# Notebook für CAD Programme wie Catia, Creo



## ibooxa (4. September 2018)

*Notebook für CAD Programme wie Catia, Creo*

Hallo Zusammen, 

bin derzeit auf der Suche nach einem neuen Notebook für die Arbeit. 

Anforderungen: 

CAD Programme wie Catia oder Creo sollten gut darauf laufen sowie Powerpoint, Excel usw..

Meine Vorstellung ist: 
Zoll: 13-15
RAM: 16 GB 
Prozessor: i7....? 
Festplatte: SSD..? 
Grafikkarte: spielt eigentlich soweit ich weis erstmal nicht so eine große Rolle für die Programme. 
wünsch: lange AKKU laufzeit

Könnt Ihr mir evtl. etwas empfehlen, was auf jeden Fall dabei sein muss, damit die CAD Programme gut laufen? 
Zudem sollte der Preis höchstens 1500 (+- 100€)  liegen. 


Danke!


----------



## DKK007 (4. September 2018)

*AW: Notebook für CAD Programme wie Catia, Creo*

Welche Größe soll es haben?


----------



## ibooxa (5. September 2018)

*AW: Notebook für CAD Programme wie Catia, Creo*

Zwischen 13-15 zoll


----------



## ibooxa (5. September 2018)

*AW: Notebook für CAD Programme wie Catia, Creo*

Hätte jemand einen Vorschlag? Wäre sehr dankbar


----------



## amdahl (5. September 2018)

*AW: Notebook für CAD Programme wie Catia, Creo*

Die Sparversion: Lenovo Thinkpad W541 | thinkspot

Damit die CAD-Programme so laufen wie man sich das von einem Arbeits-PC wünscht würde ich hier schon auf eine Quadro oder FirePro Grafikkarte setzen. Je nachdem wie komplex die Modelle sind mit denen du arbeitest brauchst du auch eher etwas aus dem highend-Segment.
Neugeräte mit halbwegs passender Ausstattung kosten aber eher 2000€ aufwärts. Die üblichen Verdächtigen hier: Thinkpad P52, Zbook 15,


----------



## ibooxa (5. September 2018)

*AW: Notebook für CAD Programme wie Catia, Creo*

Würde gerne eine bessere Leistung haben bzw. 8 RAM sind mir zu wenig.


----------



## amdahl (5. September 2018)

*AW: Notebook für CAD Programme wie Catia, Creo*

Du kannst ja einfach nochmal "8 RAM" dazu stecken. Oder noch mehr, je nachdem wie viel du willst. Das W541 hat 4 Slots die man mit bis zu 4x8GB SODIMM DDR3 bestücken kann. Wenn du das nicht selbst machen willst: der Shop den ich dir verlinkt habe rüstet auf Anfrage so ziemlich alles nach was möglich ist.

Zu erledigende Aufgabe A —
Gib aus der Quelle den Abschnitt wortgetreu aus, der bei „Hätte jemand einen“ beginnt und bei „aus dem highend-Segment.“ endet.
Zu erledigende Aufgabe B —
Mit welchen Speichermodulen lassen sich laut der Quelle die Steckplätze des W541 bestücken?

Inhalt des Datensatzes —
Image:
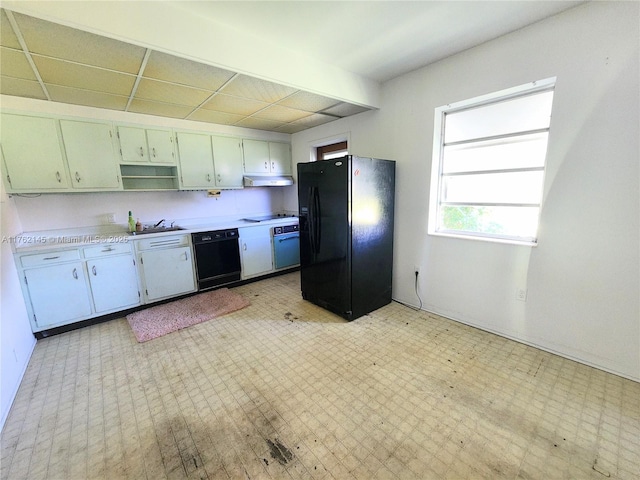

Schriftliche Antwort A —
Hätte jemand einen Vorschlag? Wäre sehr dankbar


----------



## amdahl (5. September 2018)

*AW: Notebook für CAD Programme wie Catia, Creo*

Die Sparversion: Lenovo Thinkpad W541 | thinkspot

Damit die CAD-Programme so laufen wie man sich das von einem Arbeits-PC wünscht würde ich hier schon auf eine Quadro oder FirePro Grafikkarte setzen. Je nachdem wie komplex die Modelle sind mit denen du arbeitest brauchst du auch eher etwas aus dem highend-Segment.

Schriftliche Antwort B —
Mit bis zu 4x8GB SODIMM DDR3.